§ **Exercise instructions**:
Copy each of the following items line for line, without the pictures.
--- START OF Entries supplied ---
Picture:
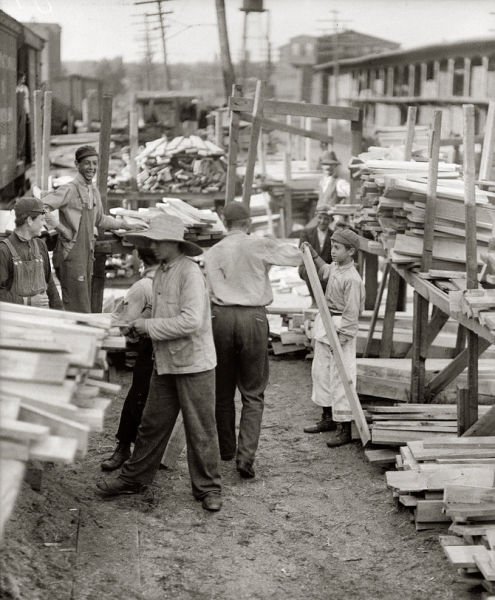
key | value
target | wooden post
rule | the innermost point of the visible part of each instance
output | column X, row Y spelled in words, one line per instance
column 253, row 142
column 410, row 127
column 331, row 332
column 376, row 310
column 38, row 135
column 431, row 192
column 471, row 250
column 356, row 145
column 233, row 148
column 133, row 146
column 98, row 282
column 47, row 125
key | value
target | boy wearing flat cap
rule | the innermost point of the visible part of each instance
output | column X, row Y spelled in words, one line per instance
column 345, row 298
column 25, row 272
column 80, row 214
column 183, row 378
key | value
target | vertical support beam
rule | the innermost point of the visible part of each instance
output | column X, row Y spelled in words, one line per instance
column 47, row 126
column 411, row 73
column 370, row 279
column 431, row 193
column 420, row 328
column 253, row 142
column 38, row 135
column 466, row 90
column 98, row 282
column 133, row 147
column 356, row 145
column 389, row 319
column 233, row 149
column 410, row 127
column 376, row 310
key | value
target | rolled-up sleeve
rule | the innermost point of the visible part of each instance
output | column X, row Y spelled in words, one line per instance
column 191, row 311
column 349, row 323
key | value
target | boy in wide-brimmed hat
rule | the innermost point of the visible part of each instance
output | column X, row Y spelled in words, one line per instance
column 345, row 298
column 184, row 375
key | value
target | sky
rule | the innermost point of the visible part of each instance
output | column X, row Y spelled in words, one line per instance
column 96, row 29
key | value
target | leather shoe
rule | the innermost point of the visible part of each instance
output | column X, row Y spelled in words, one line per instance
column 118, row 487
column 245, row 471
column 121, row 453
column 212, row 502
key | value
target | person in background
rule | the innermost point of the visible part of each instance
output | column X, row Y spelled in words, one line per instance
column 345, row 298
column 136, row 304
column 318, row 237
column 80, row 213
column 332, row 189
column 25, row 271
column 237, row 276
column 183, row 378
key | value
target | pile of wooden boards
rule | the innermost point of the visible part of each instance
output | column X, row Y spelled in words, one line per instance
column 51, row 368
column 200, row 224
column 183, row 164
column 393, row 199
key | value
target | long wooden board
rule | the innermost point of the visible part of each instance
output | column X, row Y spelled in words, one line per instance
column 330, row 330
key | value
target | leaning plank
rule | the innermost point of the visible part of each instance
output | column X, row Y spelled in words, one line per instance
column 357, row 411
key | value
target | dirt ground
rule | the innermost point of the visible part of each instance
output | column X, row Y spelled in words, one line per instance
column 315, row 523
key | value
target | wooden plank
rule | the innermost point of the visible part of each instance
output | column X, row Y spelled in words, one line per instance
column 233, row 147
column 297, row 109
column 357, row 411
column 272, row 125
column 253, row 142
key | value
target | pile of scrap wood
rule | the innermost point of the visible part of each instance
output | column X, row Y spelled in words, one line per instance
column 398, row 425
column 51, row 368
column 183, row 164
column 393, row 200
column 428, row 468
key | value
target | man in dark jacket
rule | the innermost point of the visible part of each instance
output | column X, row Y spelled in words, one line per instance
column 319, row 238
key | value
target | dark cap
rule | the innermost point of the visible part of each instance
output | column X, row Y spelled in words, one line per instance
column 85, row 151
column 28, row 207
column 235, row 211
column 346, row 237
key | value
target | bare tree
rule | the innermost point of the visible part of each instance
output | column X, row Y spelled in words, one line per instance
column 227, row 66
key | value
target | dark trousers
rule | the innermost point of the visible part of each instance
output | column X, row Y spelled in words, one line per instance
column 130, row 417
column 194, row 395
column 241, row 342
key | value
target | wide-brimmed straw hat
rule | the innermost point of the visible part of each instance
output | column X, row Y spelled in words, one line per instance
column 164, row 228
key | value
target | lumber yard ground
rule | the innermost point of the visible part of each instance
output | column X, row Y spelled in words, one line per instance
column 315, row 523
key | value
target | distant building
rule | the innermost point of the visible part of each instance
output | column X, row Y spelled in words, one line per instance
column 442, row 75
column 294, row 72
column 51, row 66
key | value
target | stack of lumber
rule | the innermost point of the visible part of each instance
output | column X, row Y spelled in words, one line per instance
column 470, row 547
column 183, row 164
column 200, row 224
column 51, row 368
column 427, row 468
column 400, row 424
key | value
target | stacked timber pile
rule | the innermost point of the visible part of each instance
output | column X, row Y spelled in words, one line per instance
column 201, row 225
column 51, row 369
column 183, row 164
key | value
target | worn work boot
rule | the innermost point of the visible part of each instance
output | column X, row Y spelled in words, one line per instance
column 121, row 453
column 341, row 436
column 326, row 423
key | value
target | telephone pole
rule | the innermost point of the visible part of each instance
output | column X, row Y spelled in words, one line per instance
column 161, row 15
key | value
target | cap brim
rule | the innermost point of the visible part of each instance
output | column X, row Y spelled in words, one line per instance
column 146, row 237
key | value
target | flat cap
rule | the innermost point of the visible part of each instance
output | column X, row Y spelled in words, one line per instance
column 235, row 211
column 346, row 237
column 85, row 151
column 28, row 207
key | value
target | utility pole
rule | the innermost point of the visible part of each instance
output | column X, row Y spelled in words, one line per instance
column 225, row 57
column 161, row 14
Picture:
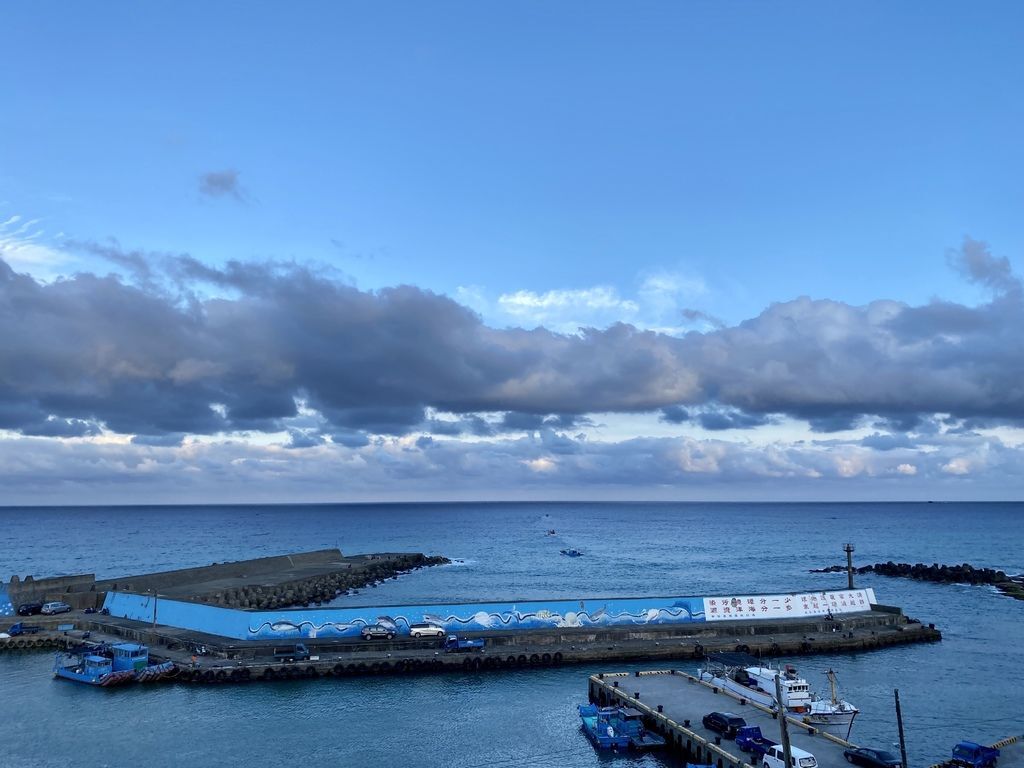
--- END OF Entries supplied ---
§ **Exercise output**:
Picture:
key | value
target | wooden post
rule | the innermost point of the visible part of each instance
output | column X, row Y spelled in words, one line per instance
column 253, row 142
column 410, row 127
column 331, row 332
column 376, row 310
column 38, row 135
column 431, row 192
column 471, row 250
column 356, row 145
column 233, row 148
column 133, row 146
column 98, row 282
column 47, row 125
key | value
target | boy wearing flat cap
rule | the innermost point of the visible part of each instance
output | column X, row Y spelled in words, one line per instance
column 345, row 298
column 25, row 272
column 80, row 214
column 183, row 378
key | value
target | vertical support beam
rule | the innermost point of the visible part of each instance
output | column X, row Y spelled in words, one line per instance
column 47, row 126
column 411, row 73
column 370, row 279
column 431, row 193
column 420, row 328
column 253, row 142
column 38, row 135
column 466, row 90
column 98, row 282
column 133, row 147
column 356, row 145
column 389, row 319
column 233, row 149
column 410, row 127
column 376, row 310
key | value
target | rolled-up sleeve
rule | the innermost point of the visible part of each instance
output | column X, row Y spelled in words, one line per instance
column 191, row 311
column 349, row 323
key | value
target | boy in wide-brimmed hat
rule | the innermost point of the visible part of each instance
output | column X, row Y spelled in words, one line per instance
column 345, row 298
column 184, row 375
key | value
target | sky
rule | the innermost point of the visible part of each instance
output | column X, row Y spelled in words, one line per instance
column 96, row 29
key | value
target | leather shoe
rule | the innermost point of the visible part of each instance
output | column X, row Y spelled in words, one line per instance
column 118, row 487
column 245, row 471
column 121, row 453
column 212, row 502
key | value
target | person in background
rule | the innermost point of the visible part of each instance
output | column X, row Y spelled in words, one line per instance
column 345, row 298
column 136, row 304
column 318, row 237
column 80, row 213
column 332, row 189
column 25, row 271
column 237, row 276
column 183, row 378
key | value
target | pile of wooden boards
rule | the innermost point of the visible part of each instance
output | column X, row Y spelled in words, one line per instance
column 51, row 368
column 200, row 224
column 183, row 164
column 393, row 199
key | value
target | long wooden board
rule | the innermost point of the visible part of each instance
output | column X, row Y spelled in words, one line per instance
column 330, row 330
key | value
target | leaning plank
rule | the innermost point of the visible part of each instance
output | column X, row Y spelled in words, one line per instance
column 357, row 411
key | value
target | dirt ground
rule | the innermost point of the visible part of each instance
output | column X, row Y spelled in words, one line per instance
column 315, row 523
key | value
target | wooden plank
rule | the innermost point of the visible part of each instance
output | column X, row Y spelled in words, one line per instance
column 233, row 147
column 297, row 109
column 357, row 411
column 272, row 125
column 253, row 142
key | value
target | pile of scrap wood
rule | the innermost point of the visible part of each instance
output | column X, row Y spelled in words, one line per instance
column 398, row 425
column 51, row 368
column 183, row 164
column 393, row 200
column 428, row 468
key | value
target | man in dark jacket
rule | the innermost point of the visible part of each instance
output | column X, row Y spelled in words, one line per instance
column 319, row 238
key | value
target | dark cap
rule | the innermost point of the visible part of each instance
output | column X, row Y spelled in words, one line per instance
column 85, row 151
column 28, row 207
column 235, row 211
column 346, row 237
key | value
target | bare tree
rule | the innermost point of the visible part of each instance
output | column X, row Y spelled in words, one line per instance
column 227, row 66
key | value
target | dark trousers
rule | the innermost point of the visible part of each instance
output | column X, row Y spelled in words, one line per instance
column 130, row 417
column 194, row 395
column 241, row 342
key | value
target | wide-brimmed straw hat
rule | the innermost point of the visible part of each instance
output | column X, row Y spelled in words, one line per instance
column 164, row 228
key | value
target | lumber yard ground
rule | the innermost point of the visible part of each instance
output | column X, row Y spelled in words, one line per instance
column 315, row 523
key | value
target | distant building
rule | the innermost point of the visible part of each instance
output | column X, row Y spelled in words, one line per instance
column 442, row 75
column 294, row 72
column 51, row 66
key | value
target | stack of lumber
rule | the innermost point of the visible part of each instance
output | column X, row Y spelled in words, one line per instance
column 470, row 547
column 183, row 164
column 200, row 224
column 51, row 368
column 427, row 468
column 400, row 424
key | value
target | stacked timber pile
rule | the innermost point of the visible part of each instance
output | column X, row Y spelled in words, one line per instance
column 201, row 225
column 51, row 369
column 183, row 164
key | value
target | worn work boot
rule | the innermost point of the visible part of each instance
output | column X, row Y spelled in words, one line per instance
column 121, row 453
column 341, row 436
column 326, row 423
key | value
target | telephone pole
rule | the innermost point of the visible part of each instance
output | column X, row Y spelled in words, one line per instance
column 161, row 15
key | value
target | cap brim
rule | the innermost point of the visible part of each instance
output | column X, row Y spelled in words, one line per instance
column 146, row 237
key | value
target | flat cap
rule | the innermost point of the visible part of each instance
output | column X, row Y spelled in words, one line per instance
column 235, row 211
column 346, row 237
column 85, row 151
column 28, row 207
key | value
target | utility pole
rule | the innermost point of the visible part of each instance
output | column X, row Y spelled in words, one line per instance
column 225, row 57
column 161, row 14
Picture:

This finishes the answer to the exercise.